Reproduce exactly the final portion of the data: every line from the one containing "the woman's hand." through the last line, inclusive.
┏━━
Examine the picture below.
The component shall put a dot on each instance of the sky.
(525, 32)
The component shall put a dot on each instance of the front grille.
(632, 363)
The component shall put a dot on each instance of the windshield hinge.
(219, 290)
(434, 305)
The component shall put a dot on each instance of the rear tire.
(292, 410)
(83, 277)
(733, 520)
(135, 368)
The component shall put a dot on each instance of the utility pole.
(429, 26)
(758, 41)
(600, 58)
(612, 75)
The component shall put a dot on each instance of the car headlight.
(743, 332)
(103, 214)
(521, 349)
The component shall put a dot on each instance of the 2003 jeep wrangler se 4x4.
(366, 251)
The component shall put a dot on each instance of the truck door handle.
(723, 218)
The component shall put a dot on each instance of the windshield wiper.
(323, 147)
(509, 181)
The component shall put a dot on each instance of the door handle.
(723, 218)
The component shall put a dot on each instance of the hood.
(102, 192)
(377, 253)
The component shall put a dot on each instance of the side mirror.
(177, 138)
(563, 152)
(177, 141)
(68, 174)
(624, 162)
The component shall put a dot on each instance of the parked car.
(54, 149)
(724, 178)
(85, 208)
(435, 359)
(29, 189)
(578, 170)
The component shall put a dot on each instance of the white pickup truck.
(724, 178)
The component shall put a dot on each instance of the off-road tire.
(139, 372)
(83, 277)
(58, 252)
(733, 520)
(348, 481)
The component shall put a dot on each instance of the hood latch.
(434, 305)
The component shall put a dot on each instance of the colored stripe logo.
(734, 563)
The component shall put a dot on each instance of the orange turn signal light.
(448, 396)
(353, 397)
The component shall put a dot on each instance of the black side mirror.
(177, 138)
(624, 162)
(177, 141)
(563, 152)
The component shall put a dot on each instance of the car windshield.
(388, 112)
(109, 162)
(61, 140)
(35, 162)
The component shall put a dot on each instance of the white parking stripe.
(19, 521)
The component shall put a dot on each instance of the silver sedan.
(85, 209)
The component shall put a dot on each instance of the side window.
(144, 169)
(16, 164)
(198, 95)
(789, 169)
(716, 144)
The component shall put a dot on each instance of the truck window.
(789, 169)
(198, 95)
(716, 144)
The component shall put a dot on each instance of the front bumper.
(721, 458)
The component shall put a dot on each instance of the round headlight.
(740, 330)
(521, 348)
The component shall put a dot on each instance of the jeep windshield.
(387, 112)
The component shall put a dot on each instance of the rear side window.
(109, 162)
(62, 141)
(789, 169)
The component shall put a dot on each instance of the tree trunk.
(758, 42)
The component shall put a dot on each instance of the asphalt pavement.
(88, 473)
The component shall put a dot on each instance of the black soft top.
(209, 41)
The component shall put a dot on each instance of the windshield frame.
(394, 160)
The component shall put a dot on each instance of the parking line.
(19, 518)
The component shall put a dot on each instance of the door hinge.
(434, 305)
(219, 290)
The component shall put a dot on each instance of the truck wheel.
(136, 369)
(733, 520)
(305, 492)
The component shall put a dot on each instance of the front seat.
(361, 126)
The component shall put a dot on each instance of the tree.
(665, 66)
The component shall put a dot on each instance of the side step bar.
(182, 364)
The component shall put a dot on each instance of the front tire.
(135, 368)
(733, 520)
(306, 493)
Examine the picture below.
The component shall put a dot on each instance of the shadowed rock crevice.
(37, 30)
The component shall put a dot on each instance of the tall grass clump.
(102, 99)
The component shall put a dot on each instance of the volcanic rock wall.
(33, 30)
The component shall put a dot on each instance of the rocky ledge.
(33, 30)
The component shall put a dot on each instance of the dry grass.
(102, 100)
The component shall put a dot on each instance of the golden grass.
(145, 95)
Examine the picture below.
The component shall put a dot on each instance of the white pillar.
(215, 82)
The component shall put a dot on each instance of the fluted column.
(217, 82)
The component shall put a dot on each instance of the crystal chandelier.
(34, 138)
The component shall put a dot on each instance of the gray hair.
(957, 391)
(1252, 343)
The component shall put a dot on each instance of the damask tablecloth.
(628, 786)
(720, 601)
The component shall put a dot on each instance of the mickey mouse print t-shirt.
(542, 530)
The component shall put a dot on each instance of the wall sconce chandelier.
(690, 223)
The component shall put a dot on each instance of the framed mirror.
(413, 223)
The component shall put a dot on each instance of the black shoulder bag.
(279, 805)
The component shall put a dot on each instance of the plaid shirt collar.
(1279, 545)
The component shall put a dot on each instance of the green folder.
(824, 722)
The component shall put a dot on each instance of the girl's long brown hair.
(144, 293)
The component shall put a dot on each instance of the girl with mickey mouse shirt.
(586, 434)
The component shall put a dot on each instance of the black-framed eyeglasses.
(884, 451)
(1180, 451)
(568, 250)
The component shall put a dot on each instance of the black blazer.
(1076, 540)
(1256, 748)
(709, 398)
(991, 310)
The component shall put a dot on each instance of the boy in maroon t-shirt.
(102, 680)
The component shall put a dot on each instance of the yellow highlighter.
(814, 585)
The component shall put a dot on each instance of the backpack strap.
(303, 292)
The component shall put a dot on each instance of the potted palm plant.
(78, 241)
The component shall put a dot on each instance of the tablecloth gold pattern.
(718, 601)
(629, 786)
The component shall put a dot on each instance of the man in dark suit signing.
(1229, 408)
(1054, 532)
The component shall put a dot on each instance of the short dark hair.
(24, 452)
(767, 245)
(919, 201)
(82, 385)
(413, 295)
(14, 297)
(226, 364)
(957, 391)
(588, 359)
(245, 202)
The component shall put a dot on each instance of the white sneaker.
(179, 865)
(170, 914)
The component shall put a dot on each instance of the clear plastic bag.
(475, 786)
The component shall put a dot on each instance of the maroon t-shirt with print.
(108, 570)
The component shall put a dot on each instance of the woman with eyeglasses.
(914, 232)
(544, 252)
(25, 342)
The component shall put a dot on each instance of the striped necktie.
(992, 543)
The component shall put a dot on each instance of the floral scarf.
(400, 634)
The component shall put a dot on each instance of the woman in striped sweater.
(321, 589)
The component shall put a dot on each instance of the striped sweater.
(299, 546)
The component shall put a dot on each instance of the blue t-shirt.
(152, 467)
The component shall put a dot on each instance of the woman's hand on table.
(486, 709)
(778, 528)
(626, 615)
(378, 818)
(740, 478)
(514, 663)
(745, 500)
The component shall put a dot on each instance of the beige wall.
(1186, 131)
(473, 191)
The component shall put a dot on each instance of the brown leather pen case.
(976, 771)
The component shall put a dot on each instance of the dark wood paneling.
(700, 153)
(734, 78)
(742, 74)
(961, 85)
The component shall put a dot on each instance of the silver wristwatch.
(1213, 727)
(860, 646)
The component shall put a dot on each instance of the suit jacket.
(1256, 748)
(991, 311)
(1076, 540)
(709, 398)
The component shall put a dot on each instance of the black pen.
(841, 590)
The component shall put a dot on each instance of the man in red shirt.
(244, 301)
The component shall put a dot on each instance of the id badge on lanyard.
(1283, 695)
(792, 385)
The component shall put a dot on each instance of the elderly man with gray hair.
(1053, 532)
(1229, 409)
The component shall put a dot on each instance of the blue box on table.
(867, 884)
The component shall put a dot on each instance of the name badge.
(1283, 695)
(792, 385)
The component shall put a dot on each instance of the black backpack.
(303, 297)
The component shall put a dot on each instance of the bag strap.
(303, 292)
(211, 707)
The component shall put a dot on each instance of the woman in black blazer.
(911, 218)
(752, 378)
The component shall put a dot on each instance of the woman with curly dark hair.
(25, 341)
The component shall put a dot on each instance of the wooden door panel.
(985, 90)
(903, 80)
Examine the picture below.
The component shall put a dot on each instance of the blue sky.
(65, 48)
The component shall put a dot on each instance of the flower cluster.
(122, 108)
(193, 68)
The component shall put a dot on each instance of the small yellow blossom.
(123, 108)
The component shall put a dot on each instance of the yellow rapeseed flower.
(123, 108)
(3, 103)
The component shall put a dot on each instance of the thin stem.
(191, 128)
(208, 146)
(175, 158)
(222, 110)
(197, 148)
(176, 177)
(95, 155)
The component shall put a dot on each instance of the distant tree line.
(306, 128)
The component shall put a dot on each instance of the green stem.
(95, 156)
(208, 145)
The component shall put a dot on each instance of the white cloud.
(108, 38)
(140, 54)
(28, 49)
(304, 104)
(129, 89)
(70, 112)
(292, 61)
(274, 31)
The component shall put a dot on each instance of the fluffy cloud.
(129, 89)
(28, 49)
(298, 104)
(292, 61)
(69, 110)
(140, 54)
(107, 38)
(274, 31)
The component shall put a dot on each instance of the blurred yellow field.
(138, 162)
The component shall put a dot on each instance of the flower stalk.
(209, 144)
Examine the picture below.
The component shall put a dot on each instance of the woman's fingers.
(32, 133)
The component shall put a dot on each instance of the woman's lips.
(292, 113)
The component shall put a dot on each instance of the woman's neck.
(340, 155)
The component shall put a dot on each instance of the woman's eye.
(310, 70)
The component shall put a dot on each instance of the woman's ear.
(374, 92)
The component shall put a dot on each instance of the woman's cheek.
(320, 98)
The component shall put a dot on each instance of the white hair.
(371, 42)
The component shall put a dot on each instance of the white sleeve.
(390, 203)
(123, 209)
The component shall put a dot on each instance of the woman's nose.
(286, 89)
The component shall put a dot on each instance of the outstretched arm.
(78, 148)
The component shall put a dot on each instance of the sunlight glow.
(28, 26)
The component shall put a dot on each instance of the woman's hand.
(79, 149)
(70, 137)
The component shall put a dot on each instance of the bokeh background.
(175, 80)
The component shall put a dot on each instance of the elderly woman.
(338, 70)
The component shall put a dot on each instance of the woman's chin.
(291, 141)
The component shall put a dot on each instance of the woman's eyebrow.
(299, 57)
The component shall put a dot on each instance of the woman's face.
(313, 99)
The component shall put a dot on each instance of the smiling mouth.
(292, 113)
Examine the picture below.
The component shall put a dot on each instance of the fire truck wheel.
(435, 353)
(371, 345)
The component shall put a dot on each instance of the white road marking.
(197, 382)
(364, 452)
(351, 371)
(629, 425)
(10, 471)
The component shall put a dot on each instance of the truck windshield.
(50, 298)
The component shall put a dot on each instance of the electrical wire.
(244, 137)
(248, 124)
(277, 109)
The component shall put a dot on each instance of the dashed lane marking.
┗━━
### Answer to the task
The component shall put a dot on each instance of the woman's hand.
(79, 149)
(70, 137)
The component shall put a dot on each instance of the bokeh background.
(175, 80)
The component shall put a dot on each instance of the elderly woman.
(338, 70)
The component shall put a dot on each instance of the woman's chin.
(291, 141)
The component shall put a dot on each instance of the woman's eyebrow.
(299, 57)
The component shall put a dot on each instance of the woman's face.
(313, 99)
The component shall put a dot on each instance of the smiling mouth.
(292, 113)
Examine the picture below.
The component shall put a dot on each instance of the fire truck wheel.
(435, 353)
(371, 345)
The component shall put a dot on each instance of the white road marking.
(197, 382)
(364, 452)
(351, 371)
(629, 425)
(10, 471)
The component shall put a dot on each instance of the truck windshield.
(50, 298)
The component shall put a dot on each instance of the electrical wire.
(244, 137)
(248, 124)
(277, 109)
The component shall put a dot on each instance of the dashed lane marking.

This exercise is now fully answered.